• **Consigne 1**:
D'après le texte sur la vocation, pourquoi la question de la vocation personnelle est-elle centrale dans le catholicisme ? Répondez en une à trois phrases.
• **Consigne 2**:
Donnez la suite du texte sur la vocation, en commençant après sa dernière phrase.

• **Texte fourni**:
============================================================
La vocation dans le judaïsme


Père Patrick Desbois
Secrétaire du Comité épiscopal pour les relations avec le Judaïsme

Plutôt que d’entrer dans un propos théorique, il m’a semblé préférable d’exposer comment, au quotidien, se pose la question de la vocation et en particulier devant quels choix le jeune juif est conduit à se prononcer dans son quotidien.

Vocation et catholicisme

La question de la vocation personnelle est centrale dans le christianisme et plus encore dans le catholicisme puisqu’elle constitue l’origine de l’Eglise et notamment le mystère des douze Apôtres. Ainsi l’appel engendre pour une part l’ensemble de la sacramentalité ecclésiale, puisque l’Eglise catholique ne se perçoit pas d’abord comme une administration, mais comme issue des dons et des appels de Dieu.

Par ailleurs, si le Christ appelle Matthieu, Pierre, Jean sur les chemins de Palestine, il s’adresse également à Saül sur la route de Damas alors qu’il est déjà mort et ressuscité. Ainsi, dans le christianisme, l’appel personnel de Dieu ne constitue pas seulement une condition originelle mais une composante présente et permanente de l’ensemble du peuple chrétien. L’appel qu’adresse le Christ Ressuscité constitue le présent, mais surtout l’avenir de l’Eglise. Les catholiques croient que le Christ ne cesse d’appeler pour des vocations diverses aujourd’hui et demain. Non seulement, le Christ a appelé mais il continue, aujourd’hui, d’adresser ses appels.
============================================================
[Entrées de pointage et d'étiquetage]
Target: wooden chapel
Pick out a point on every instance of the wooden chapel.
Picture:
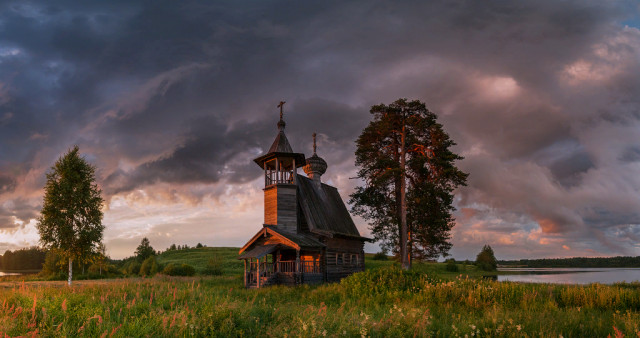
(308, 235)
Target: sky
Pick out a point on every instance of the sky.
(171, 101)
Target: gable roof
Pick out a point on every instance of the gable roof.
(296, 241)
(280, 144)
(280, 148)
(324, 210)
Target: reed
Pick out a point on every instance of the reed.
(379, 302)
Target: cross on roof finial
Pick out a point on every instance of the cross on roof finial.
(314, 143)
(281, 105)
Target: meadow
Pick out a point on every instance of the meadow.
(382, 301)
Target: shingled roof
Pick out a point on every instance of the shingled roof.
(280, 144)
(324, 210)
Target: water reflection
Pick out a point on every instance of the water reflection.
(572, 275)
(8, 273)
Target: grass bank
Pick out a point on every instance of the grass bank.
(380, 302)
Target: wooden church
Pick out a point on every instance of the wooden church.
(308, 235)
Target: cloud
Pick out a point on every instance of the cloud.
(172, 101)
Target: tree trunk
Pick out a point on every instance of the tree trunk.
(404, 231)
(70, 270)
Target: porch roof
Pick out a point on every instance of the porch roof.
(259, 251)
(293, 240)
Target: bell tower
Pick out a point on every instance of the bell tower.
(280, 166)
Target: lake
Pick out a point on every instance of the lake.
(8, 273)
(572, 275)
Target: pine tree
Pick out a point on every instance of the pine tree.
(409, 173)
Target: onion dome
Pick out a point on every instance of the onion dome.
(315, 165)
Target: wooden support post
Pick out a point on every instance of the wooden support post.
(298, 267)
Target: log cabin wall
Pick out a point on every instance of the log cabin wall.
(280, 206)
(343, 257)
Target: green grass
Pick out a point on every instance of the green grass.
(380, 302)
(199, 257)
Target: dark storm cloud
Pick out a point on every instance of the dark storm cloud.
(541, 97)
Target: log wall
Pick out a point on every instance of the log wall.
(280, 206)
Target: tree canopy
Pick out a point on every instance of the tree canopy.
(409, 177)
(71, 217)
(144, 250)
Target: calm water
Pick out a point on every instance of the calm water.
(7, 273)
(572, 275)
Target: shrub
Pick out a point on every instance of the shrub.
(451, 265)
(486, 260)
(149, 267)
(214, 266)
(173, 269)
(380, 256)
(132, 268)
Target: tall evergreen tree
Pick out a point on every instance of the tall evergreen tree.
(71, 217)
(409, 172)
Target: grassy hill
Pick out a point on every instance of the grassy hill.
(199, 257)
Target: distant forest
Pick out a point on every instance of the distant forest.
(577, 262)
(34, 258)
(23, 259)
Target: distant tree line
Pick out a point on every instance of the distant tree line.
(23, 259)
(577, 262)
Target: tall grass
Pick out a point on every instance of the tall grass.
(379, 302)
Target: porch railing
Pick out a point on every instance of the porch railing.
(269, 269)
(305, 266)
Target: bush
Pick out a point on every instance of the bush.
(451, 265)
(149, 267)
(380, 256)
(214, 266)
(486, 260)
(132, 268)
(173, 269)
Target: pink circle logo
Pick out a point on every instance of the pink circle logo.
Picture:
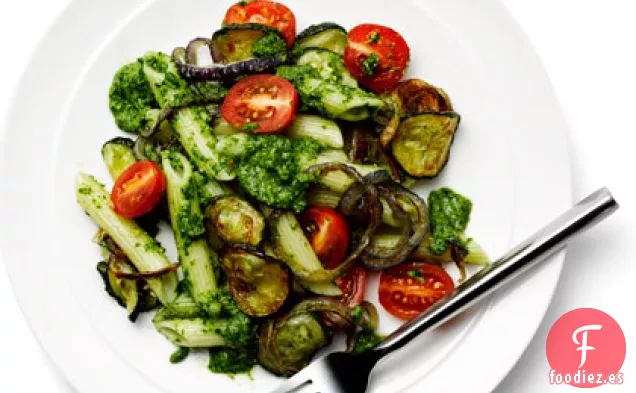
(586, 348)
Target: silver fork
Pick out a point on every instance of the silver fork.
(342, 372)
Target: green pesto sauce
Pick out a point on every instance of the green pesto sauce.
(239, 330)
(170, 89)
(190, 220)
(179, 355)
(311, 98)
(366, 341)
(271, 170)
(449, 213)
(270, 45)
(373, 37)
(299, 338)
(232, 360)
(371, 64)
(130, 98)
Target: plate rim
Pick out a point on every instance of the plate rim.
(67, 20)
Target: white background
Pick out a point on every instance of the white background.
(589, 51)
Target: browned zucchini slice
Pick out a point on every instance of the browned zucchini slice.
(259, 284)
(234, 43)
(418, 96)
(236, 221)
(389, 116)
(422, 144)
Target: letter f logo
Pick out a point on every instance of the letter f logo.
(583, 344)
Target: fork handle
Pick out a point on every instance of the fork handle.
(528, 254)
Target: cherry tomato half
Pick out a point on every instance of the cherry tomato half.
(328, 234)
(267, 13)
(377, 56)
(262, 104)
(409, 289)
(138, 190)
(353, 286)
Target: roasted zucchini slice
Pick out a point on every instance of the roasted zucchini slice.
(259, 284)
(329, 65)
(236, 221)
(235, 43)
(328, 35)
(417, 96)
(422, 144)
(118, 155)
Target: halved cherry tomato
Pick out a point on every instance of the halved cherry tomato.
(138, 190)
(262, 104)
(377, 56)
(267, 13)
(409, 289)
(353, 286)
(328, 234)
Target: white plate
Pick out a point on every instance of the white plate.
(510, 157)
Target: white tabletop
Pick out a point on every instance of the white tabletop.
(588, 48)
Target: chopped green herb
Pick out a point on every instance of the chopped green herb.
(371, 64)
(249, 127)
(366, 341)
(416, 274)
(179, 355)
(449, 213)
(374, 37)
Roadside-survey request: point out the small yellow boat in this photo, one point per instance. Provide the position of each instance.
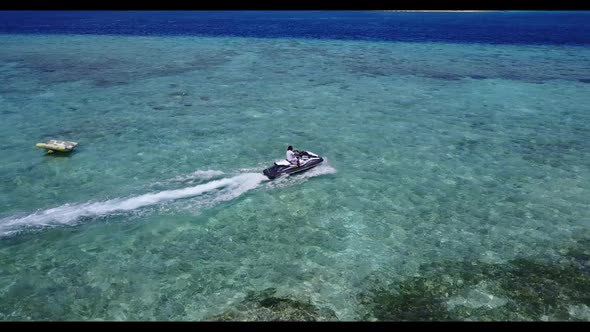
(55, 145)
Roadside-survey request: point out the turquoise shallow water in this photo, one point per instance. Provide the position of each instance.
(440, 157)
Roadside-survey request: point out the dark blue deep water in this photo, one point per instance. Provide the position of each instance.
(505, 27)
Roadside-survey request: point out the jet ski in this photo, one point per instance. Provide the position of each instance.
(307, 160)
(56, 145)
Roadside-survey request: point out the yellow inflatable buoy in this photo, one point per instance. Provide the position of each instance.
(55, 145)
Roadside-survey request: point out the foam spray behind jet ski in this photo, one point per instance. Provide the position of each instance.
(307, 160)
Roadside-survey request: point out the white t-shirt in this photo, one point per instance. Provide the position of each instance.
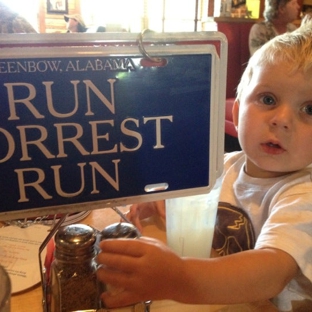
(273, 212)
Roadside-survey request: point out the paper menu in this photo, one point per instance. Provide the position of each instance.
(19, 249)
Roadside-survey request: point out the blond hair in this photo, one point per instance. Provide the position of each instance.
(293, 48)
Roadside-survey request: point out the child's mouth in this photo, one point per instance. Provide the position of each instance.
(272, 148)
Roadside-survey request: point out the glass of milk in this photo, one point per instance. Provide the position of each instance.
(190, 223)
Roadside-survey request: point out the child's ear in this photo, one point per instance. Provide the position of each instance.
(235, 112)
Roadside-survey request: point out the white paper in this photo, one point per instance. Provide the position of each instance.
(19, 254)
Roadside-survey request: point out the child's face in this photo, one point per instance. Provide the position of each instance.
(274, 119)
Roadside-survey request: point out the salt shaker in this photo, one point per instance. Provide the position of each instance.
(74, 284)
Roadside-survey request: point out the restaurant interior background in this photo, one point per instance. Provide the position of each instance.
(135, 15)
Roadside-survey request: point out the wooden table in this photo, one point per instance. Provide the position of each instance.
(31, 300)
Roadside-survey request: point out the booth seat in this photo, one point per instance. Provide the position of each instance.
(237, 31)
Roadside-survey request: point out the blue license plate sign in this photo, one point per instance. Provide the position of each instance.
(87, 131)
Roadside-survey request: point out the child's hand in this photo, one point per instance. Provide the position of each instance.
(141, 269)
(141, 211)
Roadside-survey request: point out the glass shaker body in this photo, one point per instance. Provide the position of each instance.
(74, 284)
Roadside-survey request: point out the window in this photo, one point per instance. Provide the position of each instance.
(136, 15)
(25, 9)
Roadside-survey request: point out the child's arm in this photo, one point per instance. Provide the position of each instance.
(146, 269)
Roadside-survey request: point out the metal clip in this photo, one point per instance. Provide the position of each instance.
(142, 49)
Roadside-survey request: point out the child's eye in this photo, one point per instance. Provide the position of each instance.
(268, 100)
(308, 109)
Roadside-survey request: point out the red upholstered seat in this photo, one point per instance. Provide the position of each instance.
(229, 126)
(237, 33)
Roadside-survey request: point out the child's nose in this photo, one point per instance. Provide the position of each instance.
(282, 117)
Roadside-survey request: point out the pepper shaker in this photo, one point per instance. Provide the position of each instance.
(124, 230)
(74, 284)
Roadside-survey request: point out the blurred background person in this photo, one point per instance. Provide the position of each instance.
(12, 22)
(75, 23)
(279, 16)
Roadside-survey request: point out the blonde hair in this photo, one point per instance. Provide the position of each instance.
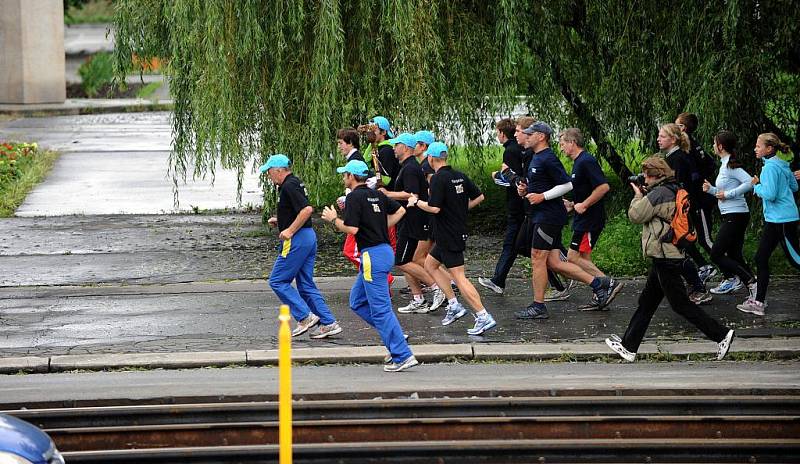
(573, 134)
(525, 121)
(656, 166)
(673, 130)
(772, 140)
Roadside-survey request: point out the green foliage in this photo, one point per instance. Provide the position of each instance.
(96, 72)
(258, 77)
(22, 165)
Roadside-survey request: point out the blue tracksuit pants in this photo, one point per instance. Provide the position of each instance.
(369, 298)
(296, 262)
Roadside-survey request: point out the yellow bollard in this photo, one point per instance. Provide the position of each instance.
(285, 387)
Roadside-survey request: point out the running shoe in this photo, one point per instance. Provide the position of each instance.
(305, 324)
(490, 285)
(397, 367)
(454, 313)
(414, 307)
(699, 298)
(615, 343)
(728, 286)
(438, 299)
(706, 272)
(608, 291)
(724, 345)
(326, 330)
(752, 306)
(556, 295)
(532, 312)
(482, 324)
============================================================
• **Réponse attendue 1**:
Elle est centrale parce qu'elle constitue l'origine de l'Église, notamment le mystère des douze Apôtres. L'appel engendre ainsi en partie toute la sacramentalité ecclésiale, car l'Église catholique ne se perçoit pas d'abord comme une administration mais comme issue des dons et des appels de Dieu.

• **Réponse attendue 2**:
La théologie de l’appel chez les catholiques est indissociable de la théologie de la grâce. Ainsi, le jeune catholique est invité à discerner dans sa vie quel appel le Seigneur lui adresse et comment cet appel va prendre forme dans le tissu de l’Eglise.

Mais qu’en est-il pour les juifs ?

Tout d’abord, il est à noter que les communautés juives sont très diverses et qu’il n’existe pas de dogmes généraux définis par un magistère. Néanmoins, il est possible de distinguer quelques éléments concernant cette interrogation dans la tradition juive. Tout d’abord, rappelons que la plupart des juifs de notre temps sont issus de ceux que l’on appelait les pharisiens qui se distinguaient, notamment des sadducéens, par une triple affirmation :

  • l’affirmation de Dieu
  • la liberté individuelle
  • la foi en la résurrection des morts.

La croyance en la résurrection implique pour chacun une mission, une destinée à accomplir afin d’entrer dans la promesse de la vie éternelle. Mais peut-on pour autant parler de vocation au sens chrétien du terme ? Ou bien est-il nécessaire de s’ouvrir à une compréhension autre de la vocation ?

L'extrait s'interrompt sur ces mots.